Given task => Display each line in the data below that contains the word "purple", copied in full.

Input for this task =>
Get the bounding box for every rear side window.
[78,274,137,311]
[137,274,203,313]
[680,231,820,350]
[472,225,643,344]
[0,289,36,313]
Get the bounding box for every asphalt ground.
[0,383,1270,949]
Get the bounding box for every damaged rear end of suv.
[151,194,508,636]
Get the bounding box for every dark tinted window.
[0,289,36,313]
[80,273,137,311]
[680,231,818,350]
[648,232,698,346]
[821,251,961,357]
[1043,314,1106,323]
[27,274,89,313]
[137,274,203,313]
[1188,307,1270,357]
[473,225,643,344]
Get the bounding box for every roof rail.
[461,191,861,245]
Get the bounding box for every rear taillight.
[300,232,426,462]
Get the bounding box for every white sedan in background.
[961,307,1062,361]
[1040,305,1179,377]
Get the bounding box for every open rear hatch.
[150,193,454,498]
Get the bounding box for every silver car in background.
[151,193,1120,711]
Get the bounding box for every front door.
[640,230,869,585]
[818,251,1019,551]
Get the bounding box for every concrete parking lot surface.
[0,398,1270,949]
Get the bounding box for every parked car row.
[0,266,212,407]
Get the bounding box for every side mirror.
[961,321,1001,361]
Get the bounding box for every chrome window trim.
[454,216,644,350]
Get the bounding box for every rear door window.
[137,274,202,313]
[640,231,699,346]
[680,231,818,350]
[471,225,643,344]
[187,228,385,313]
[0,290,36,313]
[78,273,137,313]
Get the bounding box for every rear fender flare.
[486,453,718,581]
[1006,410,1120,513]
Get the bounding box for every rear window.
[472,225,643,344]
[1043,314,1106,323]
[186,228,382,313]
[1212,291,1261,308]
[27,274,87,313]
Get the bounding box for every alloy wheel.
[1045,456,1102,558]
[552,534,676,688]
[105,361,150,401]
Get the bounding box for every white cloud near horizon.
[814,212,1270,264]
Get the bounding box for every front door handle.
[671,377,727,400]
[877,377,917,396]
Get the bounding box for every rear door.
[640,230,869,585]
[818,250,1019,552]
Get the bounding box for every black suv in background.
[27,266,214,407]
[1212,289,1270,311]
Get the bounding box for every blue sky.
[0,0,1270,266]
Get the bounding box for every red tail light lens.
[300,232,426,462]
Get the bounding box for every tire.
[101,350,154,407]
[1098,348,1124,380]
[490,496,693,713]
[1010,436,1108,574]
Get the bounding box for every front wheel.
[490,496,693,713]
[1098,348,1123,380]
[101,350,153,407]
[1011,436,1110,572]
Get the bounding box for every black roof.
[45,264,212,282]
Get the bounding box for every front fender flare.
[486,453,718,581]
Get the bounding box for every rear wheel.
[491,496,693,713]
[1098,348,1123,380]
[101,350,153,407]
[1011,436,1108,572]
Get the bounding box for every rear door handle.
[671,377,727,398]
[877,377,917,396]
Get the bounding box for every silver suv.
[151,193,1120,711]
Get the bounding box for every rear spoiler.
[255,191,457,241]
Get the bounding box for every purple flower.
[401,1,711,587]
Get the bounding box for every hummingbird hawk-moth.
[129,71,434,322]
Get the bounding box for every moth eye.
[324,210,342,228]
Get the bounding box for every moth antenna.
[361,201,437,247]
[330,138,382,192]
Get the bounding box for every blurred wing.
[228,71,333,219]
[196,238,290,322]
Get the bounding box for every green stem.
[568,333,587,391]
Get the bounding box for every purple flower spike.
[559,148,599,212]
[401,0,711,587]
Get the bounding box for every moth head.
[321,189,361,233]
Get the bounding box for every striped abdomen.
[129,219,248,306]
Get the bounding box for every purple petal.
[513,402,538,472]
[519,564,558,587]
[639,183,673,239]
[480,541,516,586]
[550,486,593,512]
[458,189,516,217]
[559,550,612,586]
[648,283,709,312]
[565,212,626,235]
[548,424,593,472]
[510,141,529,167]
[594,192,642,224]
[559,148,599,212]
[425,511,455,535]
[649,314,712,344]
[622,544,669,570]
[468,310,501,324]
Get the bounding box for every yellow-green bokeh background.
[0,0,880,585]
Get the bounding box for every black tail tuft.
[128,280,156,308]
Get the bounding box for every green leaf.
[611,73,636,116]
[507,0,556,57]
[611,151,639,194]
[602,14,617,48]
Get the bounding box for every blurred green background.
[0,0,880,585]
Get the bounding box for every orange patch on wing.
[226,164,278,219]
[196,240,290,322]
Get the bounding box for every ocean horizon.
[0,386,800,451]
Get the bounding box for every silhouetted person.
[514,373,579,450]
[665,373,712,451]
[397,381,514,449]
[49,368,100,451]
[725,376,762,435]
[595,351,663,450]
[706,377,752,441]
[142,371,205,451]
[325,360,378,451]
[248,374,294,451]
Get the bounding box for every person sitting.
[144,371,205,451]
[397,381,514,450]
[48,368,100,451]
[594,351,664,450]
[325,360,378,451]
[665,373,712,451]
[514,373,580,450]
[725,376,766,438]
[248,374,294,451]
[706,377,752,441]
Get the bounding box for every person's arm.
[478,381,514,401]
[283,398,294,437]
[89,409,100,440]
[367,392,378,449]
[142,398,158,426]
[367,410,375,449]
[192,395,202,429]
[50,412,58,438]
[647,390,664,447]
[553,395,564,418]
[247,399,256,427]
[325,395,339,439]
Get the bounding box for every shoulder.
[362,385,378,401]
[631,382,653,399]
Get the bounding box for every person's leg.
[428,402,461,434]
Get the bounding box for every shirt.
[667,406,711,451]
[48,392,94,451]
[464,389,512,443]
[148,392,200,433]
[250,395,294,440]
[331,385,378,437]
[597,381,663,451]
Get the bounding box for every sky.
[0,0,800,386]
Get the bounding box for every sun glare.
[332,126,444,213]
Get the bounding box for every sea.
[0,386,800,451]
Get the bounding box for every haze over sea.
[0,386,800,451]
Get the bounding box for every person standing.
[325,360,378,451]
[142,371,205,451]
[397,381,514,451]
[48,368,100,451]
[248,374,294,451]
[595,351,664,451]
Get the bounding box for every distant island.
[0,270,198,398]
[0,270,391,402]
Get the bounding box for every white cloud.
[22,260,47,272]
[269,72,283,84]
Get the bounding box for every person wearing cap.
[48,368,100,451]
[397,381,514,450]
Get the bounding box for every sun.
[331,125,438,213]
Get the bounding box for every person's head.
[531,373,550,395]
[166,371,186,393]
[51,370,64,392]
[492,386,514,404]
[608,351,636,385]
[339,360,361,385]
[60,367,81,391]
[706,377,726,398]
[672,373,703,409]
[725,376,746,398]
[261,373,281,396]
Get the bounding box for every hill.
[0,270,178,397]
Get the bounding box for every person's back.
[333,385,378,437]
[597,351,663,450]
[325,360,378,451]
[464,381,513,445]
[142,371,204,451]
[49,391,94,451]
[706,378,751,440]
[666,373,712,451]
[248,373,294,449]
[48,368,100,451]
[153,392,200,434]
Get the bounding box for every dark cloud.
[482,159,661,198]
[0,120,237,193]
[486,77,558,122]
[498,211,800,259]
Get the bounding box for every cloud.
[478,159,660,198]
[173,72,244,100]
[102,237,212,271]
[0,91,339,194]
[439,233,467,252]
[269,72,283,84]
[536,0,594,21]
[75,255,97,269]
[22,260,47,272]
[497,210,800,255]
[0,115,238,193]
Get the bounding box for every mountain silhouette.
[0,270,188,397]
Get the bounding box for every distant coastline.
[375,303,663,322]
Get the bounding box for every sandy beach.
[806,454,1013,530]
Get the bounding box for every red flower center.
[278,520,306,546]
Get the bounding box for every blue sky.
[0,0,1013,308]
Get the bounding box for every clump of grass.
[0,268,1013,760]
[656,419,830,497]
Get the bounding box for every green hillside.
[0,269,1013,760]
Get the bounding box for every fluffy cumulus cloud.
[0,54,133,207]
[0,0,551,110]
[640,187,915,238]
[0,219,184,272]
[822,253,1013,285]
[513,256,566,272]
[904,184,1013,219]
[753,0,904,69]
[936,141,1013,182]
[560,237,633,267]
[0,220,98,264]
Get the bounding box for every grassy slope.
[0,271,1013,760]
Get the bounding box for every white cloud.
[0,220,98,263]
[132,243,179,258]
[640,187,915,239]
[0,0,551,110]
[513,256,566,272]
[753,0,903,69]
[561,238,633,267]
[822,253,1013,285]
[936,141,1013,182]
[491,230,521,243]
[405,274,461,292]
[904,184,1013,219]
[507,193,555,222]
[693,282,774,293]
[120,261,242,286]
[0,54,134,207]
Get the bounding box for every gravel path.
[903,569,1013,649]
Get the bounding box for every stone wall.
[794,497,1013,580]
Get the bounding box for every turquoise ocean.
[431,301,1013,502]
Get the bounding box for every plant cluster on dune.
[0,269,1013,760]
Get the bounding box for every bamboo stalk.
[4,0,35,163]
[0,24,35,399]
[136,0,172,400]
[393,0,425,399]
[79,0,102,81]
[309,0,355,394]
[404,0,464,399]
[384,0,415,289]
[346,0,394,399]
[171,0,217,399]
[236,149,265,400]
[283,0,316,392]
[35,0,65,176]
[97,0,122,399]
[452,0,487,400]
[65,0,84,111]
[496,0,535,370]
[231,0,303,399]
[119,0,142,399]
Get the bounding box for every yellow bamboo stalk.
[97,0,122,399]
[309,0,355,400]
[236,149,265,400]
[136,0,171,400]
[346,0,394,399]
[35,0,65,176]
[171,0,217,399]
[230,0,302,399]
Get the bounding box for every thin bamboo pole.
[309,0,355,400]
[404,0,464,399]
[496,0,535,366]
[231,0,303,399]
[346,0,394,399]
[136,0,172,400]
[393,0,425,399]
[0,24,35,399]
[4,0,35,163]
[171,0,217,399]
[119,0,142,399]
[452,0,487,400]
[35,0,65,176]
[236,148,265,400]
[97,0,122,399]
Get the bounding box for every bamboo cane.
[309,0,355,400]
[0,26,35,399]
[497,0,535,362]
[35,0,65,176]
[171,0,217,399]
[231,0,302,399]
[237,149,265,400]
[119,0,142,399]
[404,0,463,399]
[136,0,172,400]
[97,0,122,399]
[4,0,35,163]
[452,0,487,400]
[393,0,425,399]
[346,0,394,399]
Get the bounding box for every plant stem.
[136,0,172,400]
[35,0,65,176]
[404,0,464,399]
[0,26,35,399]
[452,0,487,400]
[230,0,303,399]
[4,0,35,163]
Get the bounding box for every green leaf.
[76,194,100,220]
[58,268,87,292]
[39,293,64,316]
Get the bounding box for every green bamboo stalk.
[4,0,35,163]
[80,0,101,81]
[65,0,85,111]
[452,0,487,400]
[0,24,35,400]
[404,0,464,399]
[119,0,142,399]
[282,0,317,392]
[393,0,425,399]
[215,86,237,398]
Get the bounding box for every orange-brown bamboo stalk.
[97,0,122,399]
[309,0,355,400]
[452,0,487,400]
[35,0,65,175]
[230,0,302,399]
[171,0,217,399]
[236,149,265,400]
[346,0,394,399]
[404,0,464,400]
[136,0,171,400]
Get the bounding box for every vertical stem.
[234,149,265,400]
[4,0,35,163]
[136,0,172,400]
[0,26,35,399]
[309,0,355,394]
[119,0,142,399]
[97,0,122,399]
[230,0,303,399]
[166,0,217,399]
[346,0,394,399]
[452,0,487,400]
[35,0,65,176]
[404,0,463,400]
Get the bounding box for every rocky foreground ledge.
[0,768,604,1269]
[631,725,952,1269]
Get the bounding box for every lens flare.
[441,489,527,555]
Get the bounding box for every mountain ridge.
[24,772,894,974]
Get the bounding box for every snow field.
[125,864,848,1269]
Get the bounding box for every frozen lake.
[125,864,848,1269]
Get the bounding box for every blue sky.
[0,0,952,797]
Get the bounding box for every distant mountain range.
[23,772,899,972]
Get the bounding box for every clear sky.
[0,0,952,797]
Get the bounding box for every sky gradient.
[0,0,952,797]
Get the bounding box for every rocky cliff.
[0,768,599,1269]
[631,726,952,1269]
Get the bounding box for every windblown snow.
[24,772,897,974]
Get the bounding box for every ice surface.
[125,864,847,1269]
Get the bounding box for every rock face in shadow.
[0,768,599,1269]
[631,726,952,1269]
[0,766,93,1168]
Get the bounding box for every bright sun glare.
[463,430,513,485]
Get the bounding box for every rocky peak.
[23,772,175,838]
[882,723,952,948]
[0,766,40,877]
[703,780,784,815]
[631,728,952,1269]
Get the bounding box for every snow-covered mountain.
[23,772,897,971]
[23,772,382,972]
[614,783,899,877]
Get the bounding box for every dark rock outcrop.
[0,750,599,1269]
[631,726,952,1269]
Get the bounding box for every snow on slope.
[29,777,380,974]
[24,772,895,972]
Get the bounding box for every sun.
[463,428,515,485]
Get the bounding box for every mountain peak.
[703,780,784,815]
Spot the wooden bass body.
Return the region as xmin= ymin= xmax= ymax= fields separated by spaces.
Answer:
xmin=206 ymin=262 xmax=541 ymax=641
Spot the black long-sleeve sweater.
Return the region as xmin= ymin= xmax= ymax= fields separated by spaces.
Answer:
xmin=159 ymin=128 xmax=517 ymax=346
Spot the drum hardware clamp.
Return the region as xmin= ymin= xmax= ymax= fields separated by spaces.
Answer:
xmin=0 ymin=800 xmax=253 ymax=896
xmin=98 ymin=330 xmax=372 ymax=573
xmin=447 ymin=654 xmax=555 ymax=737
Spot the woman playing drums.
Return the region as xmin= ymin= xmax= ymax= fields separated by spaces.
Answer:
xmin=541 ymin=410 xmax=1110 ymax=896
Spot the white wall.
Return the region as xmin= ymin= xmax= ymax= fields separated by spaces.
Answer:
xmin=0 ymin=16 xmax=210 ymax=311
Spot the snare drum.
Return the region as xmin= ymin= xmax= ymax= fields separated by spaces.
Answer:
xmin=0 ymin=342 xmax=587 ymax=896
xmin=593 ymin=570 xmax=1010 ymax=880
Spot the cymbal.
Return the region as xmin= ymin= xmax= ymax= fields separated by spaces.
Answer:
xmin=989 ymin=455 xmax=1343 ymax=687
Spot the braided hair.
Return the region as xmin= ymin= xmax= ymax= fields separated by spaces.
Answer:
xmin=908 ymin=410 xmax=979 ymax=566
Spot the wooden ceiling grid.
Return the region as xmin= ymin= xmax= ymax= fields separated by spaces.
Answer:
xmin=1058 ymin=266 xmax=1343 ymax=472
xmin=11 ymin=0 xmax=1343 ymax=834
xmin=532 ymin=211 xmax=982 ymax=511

Reply to the task =>
Get the bounding box for every purple flower.
Get the bounding box for every purple flower spike.
Get the bounding box for every purple petal.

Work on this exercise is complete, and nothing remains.